2005-11-01 Thread L B Shriver
--- In FairfieldLife@yahoogroups.com, sparaig [EMAIL PROTECTED] wrote:


snip

   The concept has been defunct for years. Find mention of O2 
 consumption 
   in any current research or any current talking points 
 scientific 
   charts.
  
  
  
  I did not say that 02 had been retained. What WAS retained 
 was state of rest twice as 
  deep as sleep, only now as indicated by metastudies, not by one 
 single, decisive measure.
  
  L B S
 
 
 Metastudies of what parameters?



The global physiological measures.

A metastudy is a mathematical workup of existing studies. The statistical 
methods are 
comparatively sophisticated, and in my opinion, comparatively more subject to 
manipulation for that reason.

Before this goes too far into the trees, let me once again identify the forest 
I am 
discussing:

For many years (based primarily on Wallace), TM teachers around the world 
proudly 
pointed to the O2 consumption chart and told audiences collectively numbering 
in the 
milllions that this one, single, incontrovertible measure proved beyond 
reasonable doubt 
that TM provided the deepest level of rest available to humanity—an 
coincidentally, 
unavailable by any other method.

» WRITTEN EXERCISE A:
Copy the listing lines below exactly, starting with the line containing "of the fuel" and going on through the line containing "point(1184, 603)".

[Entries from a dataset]
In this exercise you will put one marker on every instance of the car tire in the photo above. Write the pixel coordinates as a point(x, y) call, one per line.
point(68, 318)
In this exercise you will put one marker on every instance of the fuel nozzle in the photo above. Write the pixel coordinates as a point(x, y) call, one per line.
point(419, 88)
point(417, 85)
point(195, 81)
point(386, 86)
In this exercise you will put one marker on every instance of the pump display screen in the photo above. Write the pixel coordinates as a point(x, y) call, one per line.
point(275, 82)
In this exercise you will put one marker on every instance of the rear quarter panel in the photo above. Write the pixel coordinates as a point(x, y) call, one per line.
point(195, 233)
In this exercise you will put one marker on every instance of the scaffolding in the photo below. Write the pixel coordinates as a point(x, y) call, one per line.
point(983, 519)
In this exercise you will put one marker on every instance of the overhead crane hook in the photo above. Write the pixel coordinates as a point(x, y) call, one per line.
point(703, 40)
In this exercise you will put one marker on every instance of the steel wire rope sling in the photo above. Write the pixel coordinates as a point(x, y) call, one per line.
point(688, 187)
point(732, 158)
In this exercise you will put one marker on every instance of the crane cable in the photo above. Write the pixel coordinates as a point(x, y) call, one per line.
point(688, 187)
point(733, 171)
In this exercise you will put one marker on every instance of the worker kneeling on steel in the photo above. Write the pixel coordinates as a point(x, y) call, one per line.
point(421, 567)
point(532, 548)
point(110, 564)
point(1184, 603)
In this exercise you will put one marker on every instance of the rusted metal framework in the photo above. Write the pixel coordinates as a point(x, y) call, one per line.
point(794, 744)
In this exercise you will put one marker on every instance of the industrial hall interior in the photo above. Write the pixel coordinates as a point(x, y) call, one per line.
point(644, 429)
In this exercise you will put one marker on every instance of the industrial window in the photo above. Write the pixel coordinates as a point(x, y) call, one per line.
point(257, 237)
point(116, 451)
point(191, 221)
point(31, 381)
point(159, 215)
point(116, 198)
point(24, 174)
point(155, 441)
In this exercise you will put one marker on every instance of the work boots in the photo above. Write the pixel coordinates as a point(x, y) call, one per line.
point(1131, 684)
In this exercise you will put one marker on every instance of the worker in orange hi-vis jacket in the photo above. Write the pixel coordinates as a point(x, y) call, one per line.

» WRITTEN EXERCISE B:
Does the forum post about TM and deep rest agree with each statement? Answer yes or no for each, quoting the words of the post that decide it.
(i) The writer says O2 consumption was retained as a measure.
(ii) A metastudy is described as a mathematical workup of existing studies.
(iii) The O2 consumption chart used by TM teachers was based primarily on Wallace.

» EXERCISE SOLUTION A:
In this exercise you will put one marker on every instance of the fuel nozzle in the photo above. Write the pixel coordinates as a point(x, y) call, one per line.
point(419, 88)
point(417, 85)
point(195, 81)
point(386, 86)
In this exercise you will put one marker on every instance of the pump display screen in the photo above. Write the pixel coordinates as a point(x, y) call, one per line.
point(275, 82)
In this exercise you will put one marker on every instance of the rear quarter panel in the photo above. Write the pixel coordinates as a point(x, y) call, one per line.
point(195, 233)
In this exercise you will put one marker on every instance of the scaffolding in the photo below. Write the pixel coordinates as a point(x, y) call, one per line.
point(983, 519)
In this exercise you will put one marker on every instance of the overhead crane hook in the photo above. Write the pixel coordinates as a point(x, y) call, one per line.
point(703, 40)
In this exercise you will put one marker on every instance of the steel wire rope sling in the photo above. Write the pixel coordinates as a point(x, y) call, one per line.
point(688, 187)
point(732, 158)
In this exercise you will put one marker on every instance of the crane cable in the photo above. Write the pixel coordinates as a point(x, y) call, one per line.
point(688, 187)
point(733, 171)
In this exercise you will put one marker on every instance of the worker kneeling on steel in the photo above. Write the pixel coordinates as a point(x, y) call, one per line.
point(421, 567)
point(532, 548)
point(110, 564)
point(1184, 603)

» EXERCISE SOLUTION B:
(i) No: "I did not say that 02 had been retained."
(ii) Yes: "A metastudy is a mathematical workup of existing studies."
(iii) Yes: "(based primarily on Wallace), TM teachers around the world"